GIVEN PASSAGE:
************

# Waiting Times of Taron

This notebook analyses how the waiting times of River Quest (a very popular outdoor 
rollercoaster that is open year-round) depends on weather, time of year and holidays. It
was selected to be an example of an attraction that is probably dependent on weather but
not as much as River Quest.

In [None]:
import pandas as pd
import seaborn as sns
import numpy as np
from matplotlib import pyplot as plt
import plotly.express as px
import plotly.figure_factory as ff
import plotly.graph_objects as go


In [None]:
waiting_times_df = pd.read_csv(
    "../../data/processed/waiting_times.csv", index_col="id", parse_dates=["date"]
)
taron_df = waiting_times_df[
    (waiting_times_df.attraction == "Taron")
    & (waiting_times_df.waiting_time >= 0)
]
taron_df = taron_df[["waiting_time", "date"]].groupby("date").agg("mean")
taron_df["bin_waiting_time"] = taron_df.waiting_time.apply(
    lambda x: "<30m" if x < 30 else (">60m" if x > 60 else "30-60m")
)

taron_df.head(5)


In [None]:
sns.histplot(taron_df.waiting_time, kde=True)
plt.title("histogram of the mean daily waiting time of Taron")

************

[Dataset excerpts on object pointing]
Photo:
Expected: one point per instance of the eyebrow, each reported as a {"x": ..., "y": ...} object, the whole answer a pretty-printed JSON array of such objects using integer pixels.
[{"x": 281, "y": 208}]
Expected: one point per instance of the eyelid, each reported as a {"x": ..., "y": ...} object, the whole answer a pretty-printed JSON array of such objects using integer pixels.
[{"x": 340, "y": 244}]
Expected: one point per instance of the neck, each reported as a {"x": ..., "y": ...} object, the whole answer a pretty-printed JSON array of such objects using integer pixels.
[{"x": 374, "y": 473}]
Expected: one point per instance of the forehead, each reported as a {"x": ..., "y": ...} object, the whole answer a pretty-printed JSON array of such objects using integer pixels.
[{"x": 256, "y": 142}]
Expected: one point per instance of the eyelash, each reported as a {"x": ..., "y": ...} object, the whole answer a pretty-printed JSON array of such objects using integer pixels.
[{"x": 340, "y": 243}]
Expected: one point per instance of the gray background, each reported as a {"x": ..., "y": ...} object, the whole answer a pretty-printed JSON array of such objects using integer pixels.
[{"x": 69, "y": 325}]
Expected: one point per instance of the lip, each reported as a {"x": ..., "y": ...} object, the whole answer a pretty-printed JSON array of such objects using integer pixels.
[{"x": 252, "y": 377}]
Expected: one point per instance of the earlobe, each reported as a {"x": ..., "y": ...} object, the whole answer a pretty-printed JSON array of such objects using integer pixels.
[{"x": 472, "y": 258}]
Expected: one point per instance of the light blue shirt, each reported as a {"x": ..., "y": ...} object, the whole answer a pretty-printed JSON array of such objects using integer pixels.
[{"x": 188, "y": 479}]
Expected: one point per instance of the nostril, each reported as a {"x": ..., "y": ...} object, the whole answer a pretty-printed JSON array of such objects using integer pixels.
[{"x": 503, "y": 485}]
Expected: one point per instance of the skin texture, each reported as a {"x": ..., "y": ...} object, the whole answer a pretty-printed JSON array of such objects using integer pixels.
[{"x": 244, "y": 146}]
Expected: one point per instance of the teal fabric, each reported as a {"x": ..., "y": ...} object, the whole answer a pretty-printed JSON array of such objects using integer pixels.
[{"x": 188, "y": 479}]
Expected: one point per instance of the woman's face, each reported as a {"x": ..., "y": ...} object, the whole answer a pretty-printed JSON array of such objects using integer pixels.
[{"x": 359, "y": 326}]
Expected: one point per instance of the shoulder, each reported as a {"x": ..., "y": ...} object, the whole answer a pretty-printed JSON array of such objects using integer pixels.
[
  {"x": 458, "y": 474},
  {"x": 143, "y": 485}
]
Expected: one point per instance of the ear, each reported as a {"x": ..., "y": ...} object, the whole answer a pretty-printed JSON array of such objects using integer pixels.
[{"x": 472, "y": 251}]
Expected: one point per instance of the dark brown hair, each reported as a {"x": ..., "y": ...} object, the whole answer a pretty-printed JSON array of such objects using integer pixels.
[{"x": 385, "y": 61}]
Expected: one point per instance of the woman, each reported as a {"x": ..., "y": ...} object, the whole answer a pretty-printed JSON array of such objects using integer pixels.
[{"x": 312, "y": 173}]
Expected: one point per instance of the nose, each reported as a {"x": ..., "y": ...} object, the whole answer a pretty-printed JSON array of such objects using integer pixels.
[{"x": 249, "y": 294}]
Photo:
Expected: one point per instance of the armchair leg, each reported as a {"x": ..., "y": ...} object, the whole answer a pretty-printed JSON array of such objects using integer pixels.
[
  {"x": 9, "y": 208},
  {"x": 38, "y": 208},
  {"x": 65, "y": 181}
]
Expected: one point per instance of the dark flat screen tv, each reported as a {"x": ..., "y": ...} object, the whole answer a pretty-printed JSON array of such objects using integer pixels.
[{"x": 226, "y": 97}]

************

PROBLEM 1: Which CSV file does the Taron notebook load its waiting time data from?
PROBLEM 2: Reproduce word for word the stretch of the Taron notebook from "This notebook analyses" through "as River Quest.".

WRITTEN REPLY 1: ../../data/processed/waiting_times.csv

WRITTEN REPLY 2:
This notebook analyses how the waiting times of River Quest (a very popular outdoor 
rollercoaster that is open year-round) depends on weather, time of year and holidays. It
was selected to be an example of an attraction that is probably dependent on weather but
not as much as River Quest.